SOURCE EXCERPT
What do you like to do? The key to finding satisfying frugal hobbies is in the answer to that question. I literally sat down one day to write out a list of what I liked (or would like) to do. Not surprisingly, I saw that doing some things on my list would cost nothing, some a little, some a lot. But what I also saw was that there were ways for me to capture the core enjoyment of a potentially costly activity while avoiding (or reducing) the expense.
Art museum strolling or spendy window shopping at the mall? A nature walk at the park or a golf game at the country club? A chamber group concert at a church or a night at the symphony? Our hobbies and entertainment can cost a little or a lot. And it’s important to think about how those costs are affecting our future financial plans.
To speed up becoming financially free, I needed to boost how much I saved. But I also needed to be able to have fun and enjoy myself. Otherwise, I might have ended up going on a demoralizing spending binge out of frustration, or maybe even suffered a frugality burnout and given up entirely on the idea of earlier retirement. That’s where my free and frugal hobbies have been a huge help to me. I’ve learned how to keep myself happy pursuing activities that cost little or nothing. And I firmly believe that anyone can do the same – because it’s just not that hard to do.

STORED RECORDS
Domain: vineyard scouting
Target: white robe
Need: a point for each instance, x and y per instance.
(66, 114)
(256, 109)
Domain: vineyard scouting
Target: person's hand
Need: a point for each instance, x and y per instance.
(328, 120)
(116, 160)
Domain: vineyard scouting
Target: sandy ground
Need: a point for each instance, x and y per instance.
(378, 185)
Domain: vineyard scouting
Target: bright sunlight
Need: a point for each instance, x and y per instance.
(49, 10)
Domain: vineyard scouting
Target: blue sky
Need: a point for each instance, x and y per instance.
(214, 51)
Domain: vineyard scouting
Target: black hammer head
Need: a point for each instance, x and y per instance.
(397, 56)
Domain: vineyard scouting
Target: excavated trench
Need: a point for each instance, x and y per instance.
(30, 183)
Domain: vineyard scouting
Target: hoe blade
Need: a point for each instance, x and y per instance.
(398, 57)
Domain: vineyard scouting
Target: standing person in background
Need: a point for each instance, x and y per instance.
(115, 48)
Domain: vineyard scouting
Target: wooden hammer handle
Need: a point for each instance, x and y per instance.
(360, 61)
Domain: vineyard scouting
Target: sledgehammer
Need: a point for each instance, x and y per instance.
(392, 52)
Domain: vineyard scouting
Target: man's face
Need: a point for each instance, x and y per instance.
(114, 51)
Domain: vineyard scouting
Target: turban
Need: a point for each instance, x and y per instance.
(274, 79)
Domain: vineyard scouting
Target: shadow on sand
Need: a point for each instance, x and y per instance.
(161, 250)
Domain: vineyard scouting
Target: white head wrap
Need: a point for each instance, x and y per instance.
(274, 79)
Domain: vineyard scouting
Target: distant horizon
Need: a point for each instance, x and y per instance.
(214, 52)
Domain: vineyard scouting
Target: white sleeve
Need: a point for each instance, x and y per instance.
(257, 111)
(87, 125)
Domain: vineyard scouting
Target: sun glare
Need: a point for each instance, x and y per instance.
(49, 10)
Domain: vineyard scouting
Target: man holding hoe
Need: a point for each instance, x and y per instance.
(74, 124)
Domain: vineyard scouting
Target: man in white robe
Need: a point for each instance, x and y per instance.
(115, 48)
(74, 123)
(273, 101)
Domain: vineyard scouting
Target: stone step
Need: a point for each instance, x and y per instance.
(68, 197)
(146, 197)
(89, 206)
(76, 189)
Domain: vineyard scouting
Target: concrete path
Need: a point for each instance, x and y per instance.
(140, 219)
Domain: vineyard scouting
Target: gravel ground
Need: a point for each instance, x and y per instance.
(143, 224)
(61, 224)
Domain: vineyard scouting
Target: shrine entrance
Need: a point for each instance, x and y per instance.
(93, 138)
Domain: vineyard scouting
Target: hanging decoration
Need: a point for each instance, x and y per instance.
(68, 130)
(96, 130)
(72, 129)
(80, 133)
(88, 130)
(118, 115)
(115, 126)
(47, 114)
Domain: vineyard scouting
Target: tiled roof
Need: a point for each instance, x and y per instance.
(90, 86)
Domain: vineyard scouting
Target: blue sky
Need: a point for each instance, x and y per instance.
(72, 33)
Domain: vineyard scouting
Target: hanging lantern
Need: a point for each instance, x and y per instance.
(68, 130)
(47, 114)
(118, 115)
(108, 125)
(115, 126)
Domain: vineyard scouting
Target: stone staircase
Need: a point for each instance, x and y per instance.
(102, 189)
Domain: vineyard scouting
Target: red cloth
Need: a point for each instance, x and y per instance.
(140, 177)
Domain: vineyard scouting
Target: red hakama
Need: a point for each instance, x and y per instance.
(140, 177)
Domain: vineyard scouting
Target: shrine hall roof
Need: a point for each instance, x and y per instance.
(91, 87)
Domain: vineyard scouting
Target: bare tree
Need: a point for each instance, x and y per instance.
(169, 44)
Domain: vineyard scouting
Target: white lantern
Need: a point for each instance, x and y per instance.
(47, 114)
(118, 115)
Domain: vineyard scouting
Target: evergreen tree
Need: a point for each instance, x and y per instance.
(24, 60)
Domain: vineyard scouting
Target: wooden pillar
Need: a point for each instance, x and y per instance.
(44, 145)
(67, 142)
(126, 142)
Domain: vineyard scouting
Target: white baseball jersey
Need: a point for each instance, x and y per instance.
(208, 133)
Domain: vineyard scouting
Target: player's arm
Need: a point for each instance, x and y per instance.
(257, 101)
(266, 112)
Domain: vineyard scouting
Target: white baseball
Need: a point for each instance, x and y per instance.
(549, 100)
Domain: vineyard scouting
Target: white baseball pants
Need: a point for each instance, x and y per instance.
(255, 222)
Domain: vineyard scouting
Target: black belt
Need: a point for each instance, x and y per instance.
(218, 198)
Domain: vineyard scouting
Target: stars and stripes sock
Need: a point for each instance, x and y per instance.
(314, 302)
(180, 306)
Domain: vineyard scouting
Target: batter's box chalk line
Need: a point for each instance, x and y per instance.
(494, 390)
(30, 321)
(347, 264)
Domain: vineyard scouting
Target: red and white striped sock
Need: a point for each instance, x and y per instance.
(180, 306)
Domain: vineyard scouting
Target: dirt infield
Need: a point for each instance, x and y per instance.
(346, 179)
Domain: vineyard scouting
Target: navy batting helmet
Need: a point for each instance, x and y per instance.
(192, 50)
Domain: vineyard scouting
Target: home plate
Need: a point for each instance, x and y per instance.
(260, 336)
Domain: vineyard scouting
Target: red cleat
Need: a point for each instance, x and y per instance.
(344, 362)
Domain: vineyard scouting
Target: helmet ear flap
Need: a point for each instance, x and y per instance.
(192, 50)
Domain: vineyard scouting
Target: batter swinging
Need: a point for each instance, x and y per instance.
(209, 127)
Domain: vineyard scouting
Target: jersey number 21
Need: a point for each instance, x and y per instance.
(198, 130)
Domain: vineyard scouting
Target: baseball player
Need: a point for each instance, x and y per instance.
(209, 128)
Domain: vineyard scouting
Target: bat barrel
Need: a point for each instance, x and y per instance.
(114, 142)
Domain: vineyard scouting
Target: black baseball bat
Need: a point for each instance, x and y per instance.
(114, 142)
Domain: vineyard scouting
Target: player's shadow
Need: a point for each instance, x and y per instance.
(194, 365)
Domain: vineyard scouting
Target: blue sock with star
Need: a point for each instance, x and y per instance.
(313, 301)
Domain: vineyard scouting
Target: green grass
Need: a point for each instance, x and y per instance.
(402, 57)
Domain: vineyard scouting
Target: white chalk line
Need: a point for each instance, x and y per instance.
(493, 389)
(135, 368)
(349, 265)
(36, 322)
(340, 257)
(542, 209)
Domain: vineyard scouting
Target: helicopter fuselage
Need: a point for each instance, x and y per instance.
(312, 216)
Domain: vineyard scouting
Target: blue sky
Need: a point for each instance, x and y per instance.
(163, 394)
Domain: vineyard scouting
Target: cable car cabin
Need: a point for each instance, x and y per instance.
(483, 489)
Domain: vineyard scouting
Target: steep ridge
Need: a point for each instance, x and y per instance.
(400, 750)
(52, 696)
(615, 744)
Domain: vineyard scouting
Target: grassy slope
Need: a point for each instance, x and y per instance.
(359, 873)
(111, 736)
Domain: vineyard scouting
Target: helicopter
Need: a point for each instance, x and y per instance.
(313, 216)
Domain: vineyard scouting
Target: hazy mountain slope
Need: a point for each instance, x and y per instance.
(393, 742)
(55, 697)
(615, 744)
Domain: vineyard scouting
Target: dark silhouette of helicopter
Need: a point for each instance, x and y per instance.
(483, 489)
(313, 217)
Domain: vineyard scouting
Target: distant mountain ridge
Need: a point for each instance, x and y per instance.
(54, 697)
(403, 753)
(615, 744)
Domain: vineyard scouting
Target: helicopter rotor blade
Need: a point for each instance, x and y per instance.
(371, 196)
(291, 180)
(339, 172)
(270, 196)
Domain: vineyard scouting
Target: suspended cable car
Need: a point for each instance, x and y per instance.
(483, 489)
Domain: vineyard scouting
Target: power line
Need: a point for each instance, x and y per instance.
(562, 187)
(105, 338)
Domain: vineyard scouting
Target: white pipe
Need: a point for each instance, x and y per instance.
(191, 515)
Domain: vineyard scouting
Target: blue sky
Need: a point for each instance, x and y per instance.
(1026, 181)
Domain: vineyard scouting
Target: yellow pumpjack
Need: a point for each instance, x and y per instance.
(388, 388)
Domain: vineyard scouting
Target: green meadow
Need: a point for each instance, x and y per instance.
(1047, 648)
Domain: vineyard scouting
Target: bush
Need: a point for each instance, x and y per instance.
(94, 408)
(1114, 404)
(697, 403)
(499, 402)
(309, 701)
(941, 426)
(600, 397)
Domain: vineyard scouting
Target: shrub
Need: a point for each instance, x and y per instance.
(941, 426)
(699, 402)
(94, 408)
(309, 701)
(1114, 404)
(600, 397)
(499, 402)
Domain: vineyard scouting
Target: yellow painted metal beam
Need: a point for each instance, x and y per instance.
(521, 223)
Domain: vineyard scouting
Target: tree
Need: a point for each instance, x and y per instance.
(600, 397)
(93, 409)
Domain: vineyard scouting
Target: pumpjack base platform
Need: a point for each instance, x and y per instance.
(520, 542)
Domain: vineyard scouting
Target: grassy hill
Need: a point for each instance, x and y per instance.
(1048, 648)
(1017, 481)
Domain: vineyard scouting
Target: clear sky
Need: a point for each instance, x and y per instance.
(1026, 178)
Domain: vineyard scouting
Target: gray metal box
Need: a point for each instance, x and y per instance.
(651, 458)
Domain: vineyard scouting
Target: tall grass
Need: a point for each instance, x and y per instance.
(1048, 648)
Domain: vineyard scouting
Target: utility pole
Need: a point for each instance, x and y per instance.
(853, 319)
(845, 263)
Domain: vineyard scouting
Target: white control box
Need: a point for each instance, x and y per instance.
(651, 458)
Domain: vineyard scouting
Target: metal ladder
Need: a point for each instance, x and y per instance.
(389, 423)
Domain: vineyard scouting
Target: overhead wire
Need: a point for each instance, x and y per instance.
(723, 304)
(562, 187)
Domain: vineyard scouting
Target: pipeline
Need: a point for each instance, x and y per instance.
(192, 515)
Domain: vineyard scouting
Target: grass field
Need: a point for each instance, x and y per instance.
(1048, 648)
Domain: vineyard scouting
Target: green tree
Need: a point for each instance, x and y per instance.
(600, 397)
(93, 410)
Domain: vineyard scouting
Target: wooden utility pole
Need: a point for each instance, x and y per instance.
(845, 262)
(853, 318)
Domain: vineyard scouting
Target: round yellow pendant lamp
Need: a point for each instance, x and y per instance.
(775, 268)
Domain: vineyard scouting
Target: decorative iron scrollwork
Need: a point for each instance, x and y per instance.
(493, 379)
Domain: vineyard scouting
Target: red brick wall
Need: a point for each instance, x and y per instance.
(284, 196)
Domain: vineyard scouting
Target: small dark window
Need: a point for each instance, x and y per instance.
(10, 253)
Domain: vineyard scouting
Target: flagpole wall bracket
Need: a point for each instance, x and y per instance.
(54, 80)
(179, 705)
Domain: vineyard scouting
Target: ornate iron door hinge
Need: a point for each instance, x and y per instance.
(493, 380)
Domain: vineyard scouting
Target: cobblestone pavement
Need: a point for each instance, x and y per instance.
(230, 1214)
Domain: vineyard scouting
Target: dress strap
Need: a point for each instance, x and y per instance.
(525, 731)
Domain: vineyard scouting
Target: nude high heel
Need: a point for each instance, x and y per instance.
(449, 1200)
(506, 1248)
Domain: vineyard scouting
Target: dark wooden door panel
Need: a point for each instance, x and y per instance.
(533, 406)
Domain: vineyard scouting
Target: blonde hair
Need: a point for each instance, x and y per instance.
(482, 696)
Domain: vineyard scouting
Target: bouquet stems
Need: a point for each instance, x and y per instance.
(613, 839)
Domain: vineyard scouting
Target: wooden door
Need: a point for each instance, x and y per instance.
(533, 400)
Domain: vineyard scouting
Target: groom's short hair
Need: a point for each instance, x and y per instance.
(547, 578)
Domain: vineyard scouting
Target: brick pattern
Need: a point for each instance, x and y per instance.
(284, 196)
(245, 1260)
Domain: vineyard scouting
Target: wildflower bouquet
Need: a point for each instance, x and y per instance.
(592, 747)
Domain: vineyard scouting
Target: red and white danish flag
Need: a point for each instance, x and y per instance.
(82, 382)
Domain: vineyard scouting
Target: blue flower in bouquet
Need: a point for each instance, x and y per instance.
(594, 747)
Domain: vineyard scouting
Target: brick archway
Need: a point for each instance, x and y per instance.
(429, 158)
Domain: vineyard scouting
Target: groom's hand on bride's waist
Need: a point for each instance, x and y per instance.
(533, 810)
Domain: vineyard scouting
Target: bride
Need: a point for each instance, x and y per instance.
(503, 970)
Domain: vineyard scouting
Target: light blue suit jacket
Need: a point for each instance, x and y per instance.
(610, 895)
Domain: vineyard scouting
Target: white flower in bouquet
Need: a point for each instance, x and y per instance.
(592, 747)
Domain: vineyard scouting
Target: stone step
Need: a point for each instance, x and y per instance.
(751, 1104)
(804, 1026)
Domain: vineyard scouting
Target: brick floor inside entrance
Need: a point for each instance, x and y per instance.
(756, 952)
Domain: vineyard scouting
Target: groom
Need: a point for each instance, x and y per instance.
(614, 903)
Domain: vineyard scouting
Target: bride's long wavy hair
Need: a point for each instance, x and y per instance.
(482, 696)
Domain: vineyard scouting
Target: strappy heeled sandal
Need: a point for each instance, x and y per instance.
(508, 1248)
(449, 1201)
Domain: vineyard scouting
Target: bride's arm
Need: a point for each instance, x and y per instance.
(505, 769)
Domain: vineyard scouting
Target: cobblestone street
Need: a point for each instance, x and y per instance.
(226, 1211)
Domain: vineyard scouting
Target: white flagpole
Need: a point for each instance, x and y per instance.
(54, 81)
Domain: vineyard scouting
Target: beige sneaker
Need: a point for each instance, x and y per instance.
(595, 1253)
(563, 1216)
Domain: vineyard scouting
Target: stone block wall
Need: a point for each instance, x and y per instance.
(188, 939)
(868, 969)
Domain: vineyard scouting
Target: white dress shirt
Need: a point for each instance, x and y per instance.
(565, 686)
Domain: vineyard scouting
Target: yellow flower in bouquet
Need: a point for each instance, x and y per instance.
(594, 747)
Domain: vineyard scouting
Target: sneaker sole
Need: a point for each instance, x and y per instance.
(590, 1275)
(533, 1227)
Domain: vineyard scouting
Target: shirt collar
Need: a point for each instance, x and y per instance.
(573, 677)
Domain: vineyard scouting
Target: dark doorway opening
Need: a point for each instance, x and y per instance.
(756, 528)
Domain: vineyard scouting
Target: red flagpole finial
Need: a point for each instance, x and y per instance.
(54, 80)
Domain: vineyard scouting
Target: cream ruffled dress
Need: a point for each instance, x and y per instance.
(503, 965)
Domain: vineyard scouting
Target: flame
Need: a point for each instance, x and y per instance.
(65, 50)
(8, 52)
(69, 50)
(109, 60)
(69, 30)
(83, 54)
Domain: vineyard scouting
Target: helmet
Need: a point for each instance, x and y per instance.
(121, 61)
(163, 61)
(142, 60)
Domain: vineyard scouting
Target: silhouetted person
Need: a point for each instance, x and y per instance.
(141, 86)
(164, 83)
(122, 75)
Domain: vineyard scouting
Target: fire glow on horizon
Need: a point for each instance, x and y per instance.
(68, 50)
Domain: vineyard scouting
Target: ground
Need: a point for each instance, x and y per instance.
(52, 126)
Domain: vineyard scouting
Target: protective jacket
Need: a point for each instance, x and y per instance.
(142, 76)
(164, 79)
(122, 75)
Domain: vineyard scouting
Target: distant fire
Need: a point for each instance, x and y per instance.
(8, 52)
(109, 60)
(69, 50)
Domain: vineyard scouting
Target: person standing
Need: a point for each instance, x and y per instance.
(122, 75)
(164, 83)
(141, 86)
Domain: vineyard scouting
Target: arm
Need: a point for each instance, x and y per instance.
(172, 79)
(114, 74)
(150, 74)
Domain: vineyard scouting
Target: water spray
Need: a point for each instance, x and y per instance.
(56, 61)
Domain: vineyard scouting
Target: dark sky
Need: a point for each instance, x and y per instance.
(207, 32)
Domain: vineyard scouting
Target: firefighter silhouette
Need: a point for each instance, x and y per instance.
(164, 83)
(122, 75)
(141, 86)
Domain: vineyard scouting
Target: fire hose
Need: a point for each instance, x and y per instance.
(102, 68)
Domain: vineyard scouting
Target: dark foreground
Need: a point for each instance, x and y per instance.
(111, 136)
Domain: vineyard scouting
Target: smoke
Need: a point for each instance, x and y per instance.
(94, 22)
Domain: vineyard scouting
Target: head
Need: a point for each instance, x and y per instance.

WRITTEN INSTRUCTION
In the passage on frugal hobbies, write out everything from "What do you" down to "future financial plans.", replacing "symphony" with "opera". You won't need the items for this.

SOLUTION FOR THIS TASK
What do you like to do? The key to finding satisfying frugal hobbies is in the answer to that question. I literally sat down one day to write out a list of what I liked (or would like) to do. Not surprisingly, I saw that doing some things on my list would cost nothing, some a little, some a lot. But what I also saw was that there were ways for me to capture the core enjoyment of a potentially costly activity while avoiding (or reducing) the expense.
Art museum strolling or spendy window shopping at the mall? A nature walk at the park or a golf game at the country club? A chamber group concert at a church or a night at the opera? Our hobbies and entertainment can cost a little or a lot. And it’s important to think about how those costs are affecting our future financial plans.